#### Task goal:
Go through the entries below and return every line that contains "river".

____________

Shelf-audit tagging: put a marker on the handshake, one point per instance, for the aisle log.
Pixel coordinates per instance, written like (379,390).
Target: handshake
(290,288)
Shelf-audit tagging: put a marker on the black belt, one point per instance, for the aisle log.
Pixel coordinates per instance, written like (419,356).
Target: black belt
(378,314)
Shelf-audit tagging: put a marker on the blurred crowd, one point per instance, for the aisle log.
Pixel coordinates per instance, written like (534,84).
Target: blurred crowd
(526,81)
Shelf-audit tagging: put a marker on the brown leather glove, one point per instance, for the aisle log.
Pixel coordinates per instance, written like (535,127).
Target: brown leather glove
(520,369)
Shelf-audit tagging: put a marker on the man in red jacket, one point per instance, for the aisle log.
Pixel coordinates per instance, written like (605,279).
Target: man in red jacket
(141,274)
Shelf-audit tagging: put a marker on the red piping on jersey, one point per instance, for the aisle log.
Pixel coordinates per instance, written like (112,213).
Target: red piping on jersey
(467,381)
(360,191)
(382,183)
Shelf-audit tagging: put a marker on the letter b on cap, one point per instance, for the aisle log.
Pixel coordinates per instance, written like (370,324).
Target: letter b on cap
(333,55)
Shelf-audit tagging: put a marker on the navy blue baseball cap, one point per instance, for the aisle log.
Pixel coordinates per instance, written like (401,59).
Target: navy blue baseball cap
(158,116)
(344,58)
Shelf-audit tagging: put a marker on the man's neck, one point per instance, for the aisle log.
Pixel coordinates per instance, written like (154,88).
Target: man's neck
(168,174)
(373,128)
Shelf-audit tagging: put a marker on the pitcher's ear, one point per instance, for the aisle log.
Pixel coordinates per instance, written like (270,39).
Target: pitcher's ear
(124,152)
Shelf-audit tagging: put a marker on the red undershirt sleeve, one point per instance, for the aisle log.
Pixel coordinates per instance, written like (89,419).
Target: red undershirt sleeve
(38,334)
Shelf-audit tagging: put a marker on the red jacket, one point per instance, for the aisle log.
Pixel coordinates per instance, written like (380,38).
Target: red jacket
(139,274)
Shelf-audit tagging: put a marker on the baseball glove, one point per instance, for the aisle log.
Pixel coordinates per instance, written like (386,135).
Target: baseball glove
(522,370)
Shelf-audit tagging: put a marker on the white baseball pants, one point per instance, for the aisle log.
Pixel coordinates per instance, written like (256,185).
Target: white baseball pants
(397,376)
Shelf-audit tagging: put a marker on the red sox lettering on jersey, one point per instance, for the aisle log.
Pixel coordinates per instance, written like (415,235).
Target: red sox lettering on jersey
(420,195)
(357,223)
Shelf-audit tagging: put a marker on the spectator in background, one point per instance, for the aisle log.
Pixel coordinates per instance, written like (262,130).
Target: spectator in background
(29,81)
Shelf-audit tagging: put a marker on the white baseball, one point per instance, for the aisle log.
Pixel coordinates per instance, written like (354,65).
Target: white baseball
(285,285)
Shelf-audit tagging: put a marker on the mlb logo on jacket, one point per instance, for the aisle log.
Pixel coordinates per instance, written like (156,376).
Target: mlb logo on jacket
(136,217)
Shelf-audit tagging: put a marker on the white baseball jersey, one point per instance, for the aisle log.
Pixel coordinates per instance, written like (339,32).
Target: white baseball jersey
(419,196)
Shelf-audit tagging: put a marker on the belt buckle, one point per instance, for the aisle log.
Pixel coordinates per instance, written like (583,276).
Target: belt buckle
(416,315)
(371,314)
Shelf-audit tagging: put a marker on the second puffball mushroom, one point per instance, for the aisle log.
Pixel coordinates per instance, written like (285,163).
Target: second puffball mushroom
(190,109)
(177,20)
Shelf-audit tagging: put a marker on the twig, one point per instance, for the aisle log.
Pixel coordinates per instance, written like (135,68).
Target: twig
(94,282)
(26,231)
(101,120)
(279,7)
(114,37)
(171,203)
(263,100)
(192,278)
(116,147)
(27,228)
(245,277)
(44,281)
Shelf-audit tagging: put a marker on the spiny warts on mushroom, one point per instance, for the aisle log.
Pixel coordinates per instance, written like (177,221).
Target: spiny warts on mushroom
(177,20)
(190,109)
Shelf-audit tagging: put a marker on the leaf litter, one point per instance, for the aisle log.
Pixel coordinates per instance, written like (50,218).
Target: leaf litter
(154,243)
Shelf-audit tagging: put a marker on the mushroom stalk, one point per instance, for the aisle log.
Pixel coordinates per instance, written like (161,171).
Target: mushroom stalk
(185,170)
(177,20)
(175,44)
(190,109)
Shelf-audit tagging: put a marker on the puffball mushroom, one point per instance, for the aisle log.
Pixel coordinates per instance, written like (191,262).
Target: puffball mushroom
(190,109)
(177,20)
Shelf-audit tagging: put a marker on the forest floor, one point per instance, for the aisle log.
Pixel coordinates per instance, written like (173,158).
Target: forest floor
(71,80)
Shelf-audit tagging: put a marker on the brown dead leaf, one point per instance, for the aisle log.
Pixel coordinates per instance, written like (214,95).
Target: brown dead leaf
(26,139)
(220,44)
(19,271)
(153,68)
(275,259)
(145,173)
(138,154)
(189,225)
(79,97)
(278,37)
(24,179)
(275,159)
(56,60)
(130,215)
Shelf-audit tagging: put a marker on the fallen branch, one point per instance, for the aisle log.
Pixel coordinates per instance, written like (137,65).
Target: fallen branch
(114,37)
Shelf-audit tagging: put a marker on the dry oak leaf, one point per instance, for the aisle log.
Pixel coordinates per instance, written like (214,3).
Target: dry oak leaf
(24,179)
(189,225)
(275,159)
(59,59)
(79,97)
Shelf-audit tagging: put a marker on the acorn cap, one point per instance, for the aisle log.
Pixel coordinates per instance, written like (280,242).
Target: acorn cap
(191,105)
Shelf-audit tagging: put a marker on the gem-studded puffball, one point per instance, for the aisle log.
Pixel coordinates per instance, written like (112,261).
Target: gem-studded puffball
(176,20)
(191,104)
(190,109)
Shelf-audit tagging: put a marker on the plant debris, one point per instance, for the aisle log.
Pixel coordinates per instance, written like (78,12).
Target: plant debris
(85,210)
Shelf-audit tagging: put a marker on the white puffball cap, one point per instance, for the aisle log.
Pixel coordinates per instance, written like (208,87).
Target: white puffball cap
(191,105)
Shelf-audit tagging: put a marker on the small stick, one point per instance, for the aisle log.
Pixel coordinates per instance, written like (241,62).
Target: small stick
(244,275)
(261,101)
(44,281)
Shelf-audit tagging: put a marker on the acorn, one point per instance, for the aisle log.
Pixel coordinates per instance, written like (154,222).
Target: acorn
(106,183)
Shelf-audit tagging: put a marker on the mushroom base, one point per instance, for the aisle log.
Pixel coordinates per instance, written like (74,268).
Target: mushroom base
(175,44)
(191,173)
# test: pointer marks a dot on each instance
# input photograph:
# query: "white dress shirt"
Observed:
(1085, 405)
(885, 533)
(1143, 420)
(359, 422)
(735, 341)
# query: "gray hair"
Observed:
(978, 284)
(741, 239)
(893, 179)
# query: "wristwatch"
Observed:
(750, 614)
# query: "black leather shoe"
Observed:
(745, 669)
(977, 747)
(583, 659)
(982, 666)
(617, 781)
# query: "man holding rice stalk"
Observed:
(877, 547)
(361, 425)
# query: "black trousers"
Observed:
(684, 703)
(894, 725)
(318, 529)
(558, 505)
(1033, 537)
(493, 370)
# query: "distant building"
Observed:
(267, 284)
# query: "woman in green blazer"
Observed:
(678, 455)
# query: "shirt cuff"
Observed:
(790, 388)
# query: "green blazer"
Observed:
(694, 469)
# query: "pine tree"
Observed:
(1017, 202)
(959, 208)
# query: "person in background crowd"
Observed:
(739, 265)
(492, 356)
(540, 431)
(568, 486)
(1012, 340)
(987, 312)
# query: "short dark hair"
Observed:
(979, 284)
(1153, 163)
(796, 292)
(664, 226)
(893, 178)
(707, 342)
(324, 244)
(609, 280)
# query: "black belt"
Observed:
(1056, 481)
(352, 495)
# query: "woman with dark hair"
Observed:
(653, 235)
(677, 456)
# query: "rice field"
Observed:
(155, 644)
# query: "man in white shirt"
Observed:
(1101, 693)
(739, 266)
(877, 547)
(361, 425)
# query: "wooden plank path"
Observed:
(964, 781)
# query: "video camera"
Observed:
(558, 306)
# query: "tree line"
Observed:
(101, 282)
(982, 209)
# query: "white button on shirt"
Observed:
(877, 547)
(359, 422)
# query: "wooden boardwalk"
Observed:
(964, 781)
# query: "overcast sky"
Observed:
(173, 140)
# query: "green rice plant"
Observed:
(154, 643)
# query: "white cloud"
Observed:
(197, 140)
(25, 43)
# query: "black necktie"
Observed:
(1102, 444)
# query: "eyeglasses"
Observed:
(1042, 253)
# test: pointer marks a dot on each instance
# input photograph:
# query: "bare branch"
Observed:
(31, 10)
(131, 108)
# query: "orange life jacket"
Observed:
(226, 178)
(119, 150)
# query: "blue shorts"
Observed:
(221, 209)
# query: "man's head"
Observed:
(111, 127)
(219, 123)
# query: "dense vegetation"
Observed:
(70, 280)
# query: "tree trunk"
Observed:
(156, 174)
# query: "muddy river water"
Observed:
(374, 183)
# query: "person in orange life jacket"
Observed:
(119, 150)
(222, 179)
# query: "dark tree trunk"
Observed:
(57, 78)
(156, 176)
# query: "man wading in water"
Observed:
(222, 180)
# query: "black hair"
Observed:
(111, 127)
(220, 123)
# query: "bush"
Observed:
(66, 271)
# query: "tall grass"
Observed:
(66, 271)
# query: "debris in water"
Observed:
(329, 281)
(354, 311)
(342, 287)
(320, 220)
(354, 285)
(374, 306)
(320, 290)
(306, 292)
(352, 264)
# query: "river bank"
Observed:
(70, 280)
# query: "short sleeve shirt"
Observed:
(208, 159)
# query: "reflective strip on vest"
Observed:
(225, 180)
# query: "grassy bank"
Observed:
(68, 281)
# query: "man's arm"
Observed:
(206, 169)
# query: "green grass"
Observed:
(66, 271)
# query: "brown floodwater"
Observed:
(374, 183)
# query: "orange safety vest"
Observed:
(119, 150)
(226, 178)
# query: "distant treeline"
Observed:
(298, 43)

____________

#### Exercise result:
# query: "muddy river water"
# query: "river bank"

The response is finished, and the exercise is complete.